══ SUPPLIED MATERIAL

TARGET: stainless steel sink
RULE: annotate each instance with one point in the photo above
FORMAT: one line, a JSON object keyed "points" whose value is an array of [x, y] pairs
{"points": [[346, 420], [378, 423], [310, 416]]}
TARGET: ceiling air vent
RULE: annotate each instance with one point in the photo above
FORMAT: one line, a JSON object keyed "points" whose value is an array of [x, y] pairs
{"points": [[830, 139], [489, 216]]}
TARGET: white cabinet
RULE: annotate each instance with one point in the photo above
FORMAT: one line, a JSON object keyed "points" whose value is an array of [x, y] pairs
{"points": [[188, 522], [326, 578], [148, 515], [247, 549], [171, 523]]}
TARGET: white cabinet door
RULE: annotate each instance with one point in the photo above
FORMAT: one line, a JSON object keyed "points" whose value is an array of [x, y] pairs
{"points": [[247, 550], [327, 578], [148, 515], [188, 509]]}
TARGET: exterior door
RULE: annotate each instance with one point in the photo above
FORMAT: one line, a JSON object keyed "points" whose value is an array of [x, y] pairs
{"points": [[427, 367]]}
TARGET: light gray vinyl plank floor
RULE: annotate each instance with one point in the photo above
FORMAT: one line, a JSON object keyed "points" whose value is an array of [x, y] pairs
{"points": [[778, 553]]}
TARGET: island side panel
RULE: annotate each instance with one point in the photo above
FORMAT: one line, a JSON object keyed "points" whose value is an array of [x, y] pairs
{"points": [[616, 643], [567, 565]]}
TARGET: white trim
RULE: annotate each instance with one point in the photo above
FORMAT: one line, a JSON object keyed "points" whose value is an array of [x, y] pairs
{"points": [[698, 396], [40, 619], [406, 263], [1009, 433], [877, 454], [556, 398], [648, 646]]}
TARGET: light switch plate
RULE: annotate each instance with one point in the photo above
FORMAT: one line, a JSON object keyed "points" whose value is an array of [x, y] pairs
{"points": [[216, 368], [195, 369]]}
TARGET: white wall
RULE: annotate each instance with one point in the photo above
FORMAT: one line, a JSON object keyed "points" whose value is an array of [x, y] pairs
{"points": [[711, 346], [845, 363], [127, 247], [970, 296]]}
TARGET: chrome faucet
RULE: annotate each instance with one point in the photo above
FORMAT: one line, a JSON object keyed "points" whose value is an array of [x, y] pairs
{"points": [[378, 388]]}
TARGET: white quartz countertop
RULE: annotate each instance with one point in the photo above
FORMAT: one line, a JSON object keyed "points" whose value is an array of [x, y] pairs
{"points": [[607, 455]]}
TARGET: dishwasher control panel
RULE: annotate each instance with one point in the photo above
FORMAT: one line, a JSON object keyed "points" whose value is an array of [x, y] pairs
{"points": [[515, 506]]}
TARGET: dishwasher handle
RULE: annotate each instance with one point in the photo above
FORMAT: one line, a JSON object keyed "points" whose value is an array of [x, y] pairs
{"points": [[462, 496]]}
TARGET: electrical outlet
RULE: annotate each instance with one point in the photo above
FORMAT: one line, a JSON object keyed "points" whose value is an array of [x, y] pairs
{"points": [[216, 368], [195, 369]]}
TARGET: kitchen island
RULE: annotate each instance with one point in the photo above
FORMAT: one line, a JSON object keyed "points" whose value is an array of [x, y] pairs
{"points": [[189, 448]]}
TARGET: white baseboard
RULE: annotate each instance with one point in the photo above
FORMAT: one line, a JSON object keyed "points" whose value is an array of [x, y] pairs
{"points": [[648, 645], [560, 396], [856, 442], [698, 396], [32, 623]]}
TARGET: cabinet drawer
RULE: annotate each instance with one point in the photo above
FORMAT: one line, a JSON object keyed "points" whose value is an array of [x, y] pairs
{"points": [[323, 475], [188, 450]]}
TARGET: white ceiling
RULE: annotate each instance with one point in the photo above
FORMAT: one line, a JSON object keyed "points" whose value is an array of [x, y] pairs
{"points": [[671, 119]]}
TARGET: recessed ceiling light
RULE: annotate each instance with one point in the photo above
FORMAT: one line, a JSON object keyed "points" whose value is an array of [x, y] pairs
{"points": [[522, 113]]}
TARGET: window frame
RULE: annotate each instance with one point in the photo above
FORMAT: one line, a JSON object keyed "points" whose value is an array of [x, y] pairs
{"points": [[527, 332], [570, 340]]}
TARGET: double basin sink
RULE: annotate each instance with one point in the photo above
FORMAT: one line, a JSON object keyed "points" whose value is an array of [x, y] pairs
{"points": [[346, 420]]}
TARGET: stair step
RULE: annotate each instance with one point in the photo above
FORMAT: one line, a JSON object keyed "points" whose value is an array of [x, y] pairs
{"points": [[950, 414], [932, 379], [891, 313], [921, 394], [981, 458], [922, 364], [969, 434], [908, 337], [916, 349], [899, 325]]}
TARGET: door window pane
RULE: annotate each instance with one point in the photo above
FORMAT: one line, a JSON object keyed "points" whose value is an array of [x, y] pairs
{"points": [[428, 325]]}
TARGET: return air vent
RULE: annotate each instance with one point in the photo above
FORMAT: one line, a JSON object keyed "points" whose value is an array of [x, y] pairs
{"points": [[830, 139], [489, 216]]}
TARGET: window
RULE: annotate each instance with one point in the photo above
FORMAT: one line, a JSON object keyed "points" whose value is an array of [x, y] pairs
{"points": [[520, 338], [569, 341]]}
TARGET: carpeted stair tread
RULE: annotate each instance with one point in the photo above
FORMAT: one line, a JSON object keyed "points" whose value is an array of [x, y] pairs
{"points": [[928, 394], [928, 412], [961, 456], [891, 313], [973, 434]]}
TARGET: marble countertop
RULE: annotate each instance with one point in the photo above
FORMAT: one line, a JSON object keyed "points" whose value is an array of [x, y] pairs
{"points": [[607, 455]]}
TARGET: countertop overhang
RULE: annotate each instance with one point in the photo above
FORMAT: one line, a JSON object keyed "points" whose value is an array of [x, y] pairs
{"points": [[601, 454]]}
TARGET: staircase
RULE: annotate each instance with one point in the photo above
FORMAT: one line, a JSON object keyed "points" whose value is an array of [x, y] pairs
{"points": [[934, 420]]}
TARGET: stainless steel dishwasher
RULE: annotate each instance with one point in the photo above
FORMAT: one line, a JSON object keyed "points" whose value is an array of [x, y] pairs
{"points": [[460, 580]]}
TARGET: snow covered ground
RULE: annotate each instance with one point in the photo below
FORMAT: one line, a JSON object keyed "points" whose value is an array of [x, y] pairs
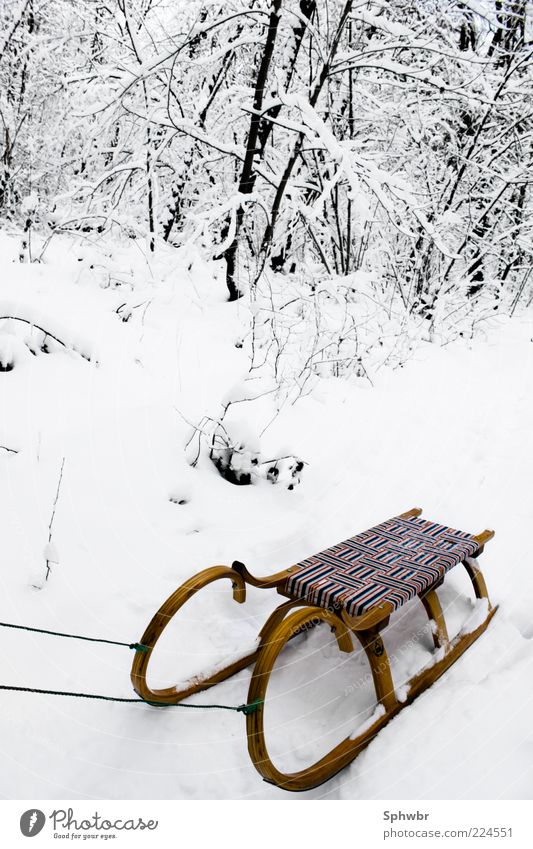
{"points": [[451, 432]]}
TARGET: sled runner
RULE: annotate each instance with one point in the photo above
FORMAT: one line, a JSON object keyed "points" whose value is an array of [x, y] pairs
{"points": [[355, 587]]}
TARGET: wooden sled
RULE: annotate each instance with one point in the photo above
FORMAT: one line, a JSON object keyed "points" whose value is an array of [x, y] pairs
{"points": [[354, 587]]}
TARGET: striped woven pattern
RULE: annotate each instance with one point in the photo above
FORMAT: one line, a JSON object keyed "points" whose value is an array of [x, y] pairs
{"points": [[392, 562]]}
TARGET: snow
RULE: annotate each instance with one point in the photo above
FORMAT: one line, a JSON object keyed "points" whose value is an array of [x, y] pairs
{"points": [[451, 432]]}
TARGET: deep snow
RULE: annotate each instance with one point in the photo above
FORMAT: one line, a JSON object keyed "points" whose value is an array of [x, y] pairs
{"points": [[451, 432]]}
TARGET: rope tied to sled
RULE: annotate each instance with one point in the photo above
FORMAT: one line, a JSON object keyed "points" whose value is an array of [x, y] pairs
{"points": [[246, 709]]}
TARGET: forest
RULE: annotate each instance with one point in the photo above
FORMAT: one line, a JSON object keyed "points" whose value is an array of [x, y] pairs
{"points": [[265, 279]]}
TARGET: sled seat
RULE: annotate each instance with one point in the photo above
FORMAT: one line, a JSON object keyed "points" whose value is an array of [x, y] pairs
{"points": [[390, 563]]}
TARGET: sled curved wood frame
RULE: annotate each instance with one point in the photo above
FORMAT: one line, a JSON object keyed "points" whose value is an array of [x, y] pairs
{"points": [[280, 628]]}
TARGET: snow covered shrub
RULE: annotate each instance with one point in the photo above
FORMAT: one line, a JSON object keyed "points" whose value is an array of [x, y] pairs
{"points": [[7, 355], [235, 458], [235, 452]]}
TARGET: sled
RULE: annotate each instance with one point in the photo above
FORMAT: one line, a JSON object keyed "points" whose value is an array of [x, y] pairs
{"points": [[355, 587]]}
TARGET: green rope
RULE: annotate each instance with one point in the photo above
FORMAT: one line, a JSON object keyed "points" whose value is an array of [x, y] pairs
{"points": [[136, 646], [246, 709]]}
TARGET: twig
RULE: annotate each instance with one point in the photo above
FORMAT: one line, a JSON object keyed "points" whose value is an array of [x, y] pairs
{"points": [[52, 517]]}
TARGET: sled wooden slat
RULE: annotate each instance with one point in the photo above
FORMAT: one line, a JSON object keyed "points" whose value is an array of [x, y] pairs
{"points": [[366, 625]]}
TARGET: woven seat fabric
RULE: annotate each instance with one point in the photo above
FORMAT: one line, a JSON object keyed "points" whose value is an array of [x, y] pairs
{"points": [[392, 562]]}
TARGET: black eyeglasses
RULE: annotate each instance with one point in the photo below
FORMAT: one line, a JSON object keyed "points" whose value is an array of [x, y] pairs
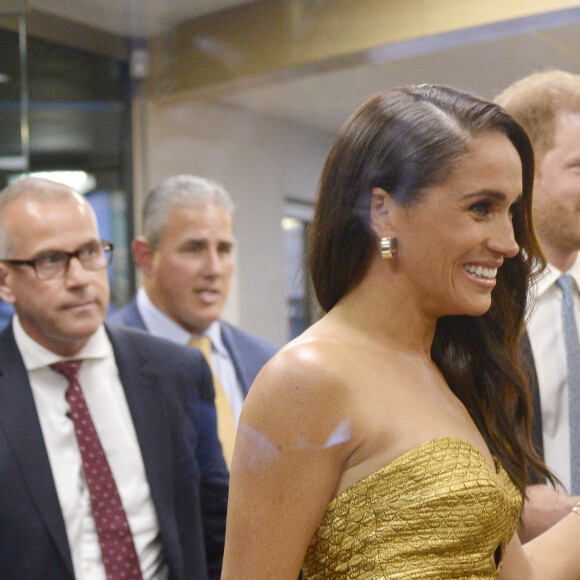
{"points": [[54, 264]]}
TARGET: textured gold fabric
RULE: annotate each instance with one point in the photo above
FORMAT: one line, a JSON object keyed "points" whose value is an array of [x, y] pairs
{"points": [[438, 511]]}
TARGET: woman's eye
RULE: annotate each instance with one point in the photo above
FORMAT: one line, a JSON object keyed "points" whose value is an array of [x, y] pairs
{"points": [[481, 207]]}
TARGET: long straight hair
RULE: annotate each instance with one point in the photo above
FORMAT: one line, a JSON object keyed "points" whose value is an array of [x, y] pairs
{"points": [[405, 140]]}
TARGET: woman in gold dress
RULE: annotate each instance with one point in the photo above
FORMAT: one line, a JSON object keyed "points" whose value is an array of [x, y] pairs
{"points": [[392, 438]]}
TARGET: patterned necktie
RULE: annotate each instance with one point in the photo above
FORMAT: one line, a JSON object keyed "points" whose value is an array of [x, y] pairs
{"points": [[115, 538], [566, 283], [226, 424]]}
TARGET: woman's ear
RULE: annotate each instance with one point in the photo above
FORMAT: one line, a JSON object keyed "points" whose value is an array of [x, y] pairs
{"points": [[381, 215]]}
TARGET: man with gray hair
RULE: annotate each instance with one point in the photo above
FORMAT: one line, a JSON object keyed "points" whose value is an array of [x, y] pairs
{"points": [[186, 257], [101, 429]]}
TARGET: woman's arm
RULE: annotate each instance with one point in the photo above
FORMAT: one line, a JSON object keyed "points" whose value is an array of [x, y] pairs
{"points": [[292, 443], [553, 555]]}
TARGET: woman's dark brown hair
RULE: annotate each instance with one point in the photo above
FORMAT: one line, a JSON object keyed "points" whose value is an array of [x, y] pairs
{"points": [[405, 140]]}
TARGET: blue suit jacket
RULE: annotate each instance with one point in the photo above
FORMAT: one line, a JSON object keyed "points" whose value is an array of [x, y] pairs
{"points": [[160, 382], [248, 353]]}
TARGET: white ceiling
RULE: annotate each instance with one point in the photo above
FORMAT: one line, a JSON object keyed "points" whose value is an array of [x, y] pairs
{"points": [[482, 60], [133, 17]]}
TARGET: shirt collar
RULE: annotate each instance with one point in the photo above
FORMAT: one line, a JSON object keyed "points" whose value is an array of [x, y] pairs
{"points": [[214, 332], [551, 274], [158, 323], [36, 356]]}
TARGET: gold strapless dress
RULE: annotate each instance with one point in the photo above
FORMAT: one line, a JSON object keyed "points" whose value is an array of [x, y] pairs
{"points": [[438, 511]]}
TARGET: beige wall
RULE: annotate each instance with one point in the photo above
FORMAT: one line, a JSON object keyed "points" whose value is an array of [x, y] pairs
{"points": [[261, 162]]}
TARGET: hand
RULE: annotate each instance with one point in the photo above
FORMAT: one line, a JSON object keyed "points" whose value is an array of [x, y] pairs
{"points": [[544, 507]]}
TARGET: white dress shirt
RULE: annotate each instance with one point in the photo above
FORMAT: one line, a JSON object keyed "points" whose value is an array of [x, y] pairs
{"points": [[99, 380], [159, 324], [546, 333]]}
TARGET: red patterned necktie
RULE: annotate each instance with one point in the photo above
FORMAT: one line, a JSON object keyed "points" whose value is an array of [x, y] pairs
{"points": [[115, 538]]}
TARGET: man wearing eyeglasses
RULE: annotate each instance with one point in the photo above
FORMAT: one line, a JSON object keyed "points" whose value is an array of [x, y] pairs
{"points": [[98, 431]]}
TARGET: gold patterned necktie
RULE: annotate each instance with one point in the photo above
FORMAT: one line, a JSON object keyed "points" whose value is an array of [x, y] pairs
{"points": [[225, 416]]}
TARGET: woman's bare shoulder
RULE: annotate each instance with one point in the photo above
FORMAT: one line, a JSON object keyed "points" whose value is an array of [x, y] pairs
{"points": [[301, 386]]}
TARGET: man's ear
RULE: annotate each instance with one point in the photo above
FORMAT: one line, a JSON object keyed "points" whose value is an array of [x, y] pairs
{"points": [[143, 255], [381, 214], [5, 289]]}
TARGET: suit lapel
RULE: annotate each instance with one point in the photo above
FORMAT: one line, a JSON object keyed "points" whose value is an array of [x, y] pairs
{"points": [[242, 363], [20, 424], [142, 382]]}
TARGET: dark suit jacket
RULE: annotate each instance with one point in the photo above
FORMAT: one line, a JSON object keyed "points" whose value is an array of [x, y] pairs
{"points": [[248, 353], [157, 378]]}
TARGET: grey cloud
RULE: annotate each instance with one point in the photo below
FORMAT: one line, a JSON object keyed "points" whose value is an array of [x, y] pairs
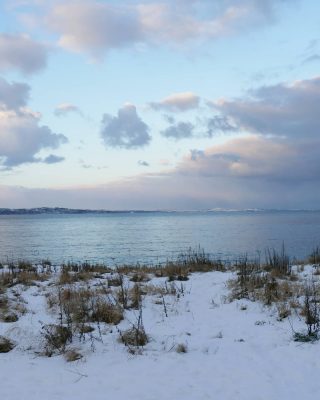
{"points": [[282, 110], [13, 95], [126, 130], [177, 102], [253, 171], [180, 130], [53, 159], [22, 53]]}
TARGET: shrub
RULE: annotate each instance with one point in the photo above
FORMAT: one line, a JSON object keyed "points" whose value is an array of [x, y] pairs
{"points": [[314, 257], [5, 345], [181, 348], [56, 338], [72, 355]]}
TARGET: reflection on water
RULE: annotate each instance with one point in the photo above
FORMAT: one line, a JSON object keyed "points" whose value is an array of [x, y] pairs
{"points": [[154, 237]]}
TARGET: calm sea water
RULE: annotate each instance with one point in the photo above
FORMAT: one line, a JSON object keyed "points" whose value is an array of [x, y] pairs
{"points": [[153, 237]]}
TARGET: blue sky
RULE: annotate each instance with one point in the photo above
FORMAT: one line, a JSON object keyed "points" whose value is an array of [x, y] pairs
{"points": [[157, 104]]}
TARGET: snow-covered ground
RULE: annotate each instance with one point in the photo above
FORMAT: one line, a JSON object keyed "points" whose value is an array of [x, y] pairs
{"points": [[235, 350]]}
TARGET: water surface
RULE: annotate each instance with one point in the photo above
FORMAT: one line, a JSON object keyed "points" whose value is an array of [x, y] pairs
{"points": [[153, 237]]}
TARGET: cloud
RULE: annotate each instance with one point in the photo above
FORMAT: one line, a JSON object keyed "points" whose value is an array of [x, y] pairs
{"points": [[180, 130], [143, 163], [95, 27], [247, 172], [66, 108], [126, 130], [21, 135], [13, 95], [22, 53], [289, 110], [313, 58], [53, 159], [177, 102], [219, 124]]}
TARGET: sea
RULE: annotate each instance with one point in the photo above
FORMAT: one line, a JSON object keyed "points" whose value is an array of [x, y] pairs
{"points": [[155, 237]]}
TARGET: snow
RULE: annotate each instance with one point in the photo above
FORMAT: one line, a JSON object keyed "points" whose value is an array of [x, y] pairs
{"points": [[235, 350]]}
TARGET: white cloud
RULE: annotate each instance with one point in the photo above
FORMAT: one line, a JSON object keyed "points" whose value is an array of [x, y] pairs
{"points": [[13, 95], [179, 130], [66, 108], [289, 110], [177, 102], [21, 135], [95, 27], [22, 53], [126, 130]]}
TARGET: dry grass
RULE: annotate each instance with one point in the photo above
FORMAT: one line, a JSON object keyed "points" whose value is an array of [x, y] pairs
{"points": [[181, 348], [72, 355], [5, 345], [85, 305]]}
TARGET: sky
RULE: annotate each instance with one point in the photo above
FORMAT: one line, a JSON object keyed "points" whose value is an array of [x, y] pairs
{"points": [[158, 104]]}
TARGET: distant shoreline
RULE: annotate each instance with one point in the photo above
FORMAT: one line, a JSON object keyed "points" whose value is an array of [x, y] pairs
{"points": [[76, 211]]}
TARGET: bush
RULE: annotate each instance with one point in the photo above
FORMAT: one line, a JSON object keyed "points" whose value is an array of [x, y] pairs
{"points": [[181, 348], [56, 338], [5, 345]]}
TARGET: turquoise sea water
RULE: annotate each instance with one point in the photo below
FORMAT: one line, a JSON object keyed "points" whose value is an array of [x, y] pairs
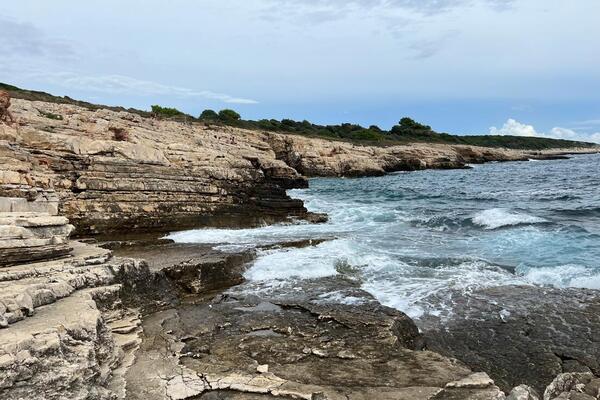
{"points": [[409, 236]]}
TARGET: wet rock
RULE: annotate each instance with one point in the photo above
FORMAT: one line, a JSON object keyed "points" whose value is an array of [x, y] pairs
{"points": [[523, 392], [307, 348]]}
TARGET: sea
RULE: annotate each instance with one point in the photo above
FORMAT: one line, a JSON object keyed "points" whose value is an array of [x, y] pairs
{"points": [[410, 237]]}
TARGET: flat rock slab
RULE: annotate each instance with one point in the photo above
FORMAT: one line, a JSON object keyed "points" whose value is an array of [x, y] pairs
{"points": [[293, 344]]}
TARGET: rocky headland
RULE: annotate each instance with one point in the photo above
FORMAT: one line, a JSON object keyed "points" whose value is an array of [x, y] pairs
{"points": [[114, 317]]}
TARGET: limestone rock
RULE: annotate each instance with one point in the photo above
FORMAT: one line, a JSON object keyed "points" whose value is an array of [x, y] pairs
{"points": [[170, 175]]}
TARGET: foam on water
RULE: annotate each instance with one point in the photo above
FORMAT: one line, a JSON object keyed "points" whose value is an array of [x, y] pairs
{"points": [[497, 218], [411, 239]]}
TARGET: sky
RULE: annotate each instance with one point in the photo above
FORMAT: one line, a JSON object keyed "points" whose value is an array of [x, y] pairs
{"points": [[524, 67]]}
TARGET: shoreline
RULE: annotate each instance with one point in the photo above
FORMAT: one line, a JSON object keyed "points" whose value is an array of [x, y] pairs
{"points": [[167, 321]]}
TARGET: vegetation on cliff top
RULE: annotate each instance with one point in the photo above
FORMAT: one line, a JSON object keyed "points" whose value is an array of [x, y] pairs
{"points": [[406, 131]]}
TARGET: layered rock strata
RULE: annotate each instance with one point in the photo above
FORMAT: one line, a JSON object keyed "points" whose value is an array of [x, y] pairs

════

WORK ITEM: Where does the string "sled" occur in the data above? Copy every line that holds it.

TASK RESPONSE:
TARGET: sled runner
TARGET: wooden sled
TARGET: rope tied to sled
TARGET: sled seat
TARGET: sled curved wood frame
TARGET: sled
TARGET: sled wooden slat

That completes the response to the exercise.